▶ **PROBLEM STATEMENT**:
What is needed is an exact copy of the entries below, from the line that contains "Where can you spot the neighboring" through the final line, both included, and nothing else.

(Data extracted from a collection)
□ □ □ □ □

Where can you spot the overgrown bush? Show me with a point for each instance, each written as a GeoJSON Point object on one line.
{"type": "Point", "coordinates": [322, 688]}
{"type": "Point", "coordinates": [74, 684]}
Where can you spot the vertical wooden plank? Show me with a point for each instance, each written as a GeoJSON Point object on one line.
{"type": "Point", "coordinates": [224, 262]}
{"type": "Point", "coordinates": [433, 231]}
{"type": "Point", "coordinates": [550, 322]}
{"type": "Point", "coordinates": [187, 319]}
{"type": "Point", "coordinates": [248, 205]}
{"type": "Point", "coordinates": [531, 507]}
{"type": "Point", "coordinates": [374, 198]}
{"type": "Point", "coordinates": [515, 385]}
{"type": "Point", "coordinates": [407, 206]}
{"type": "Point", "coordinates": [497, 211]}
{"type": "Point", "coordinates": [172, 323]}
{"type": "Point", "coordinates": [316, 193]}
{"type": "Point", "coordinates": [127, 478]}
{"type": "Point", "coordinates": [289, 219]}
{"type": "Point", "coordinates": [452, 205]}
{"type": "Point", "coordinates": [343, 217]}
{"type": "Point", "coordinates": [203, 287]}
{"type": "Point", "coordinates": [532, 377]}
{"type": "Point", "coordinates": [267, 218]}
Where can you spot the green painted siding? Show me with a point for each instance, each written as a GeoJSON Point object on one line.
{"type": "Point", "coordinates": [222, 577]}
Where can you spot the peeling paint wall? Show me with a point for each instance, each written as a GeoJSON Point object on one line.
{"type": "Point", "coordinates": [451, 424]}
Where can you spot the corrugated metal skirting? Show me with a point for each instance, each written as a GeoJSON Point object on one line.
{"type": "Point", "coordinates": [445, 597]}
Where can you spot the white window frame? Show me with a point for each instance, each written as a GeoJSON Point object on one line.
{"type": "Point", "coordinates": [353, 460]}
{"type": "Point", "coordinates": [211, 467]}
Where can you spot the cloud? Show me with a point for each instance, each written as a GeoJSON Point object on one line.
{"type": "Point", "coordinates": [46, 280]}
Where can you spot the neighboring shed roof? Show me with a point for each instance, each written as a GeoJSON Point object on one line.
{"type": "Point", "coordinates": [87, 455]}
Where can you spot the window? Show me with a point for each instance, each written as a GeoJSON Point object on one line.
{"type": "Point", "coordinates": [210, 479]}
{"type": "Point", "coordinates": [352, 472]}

□ □ □ □ □

▶ **TASK RESULT**:
Where can you spot the neighboring shed roof? Show me with a point for each instance, each written as a GeoJSON Point object on one line.
{"type": "Point", "coordinates": [87, 455]}
Where can you spot the window? Show me with a point for each instance, each written as a GeoJSON Point object on one line.
{"type": "Point", "coordinates": [210, 479]}
{"type": "Point", "coordinates": [352, 472]}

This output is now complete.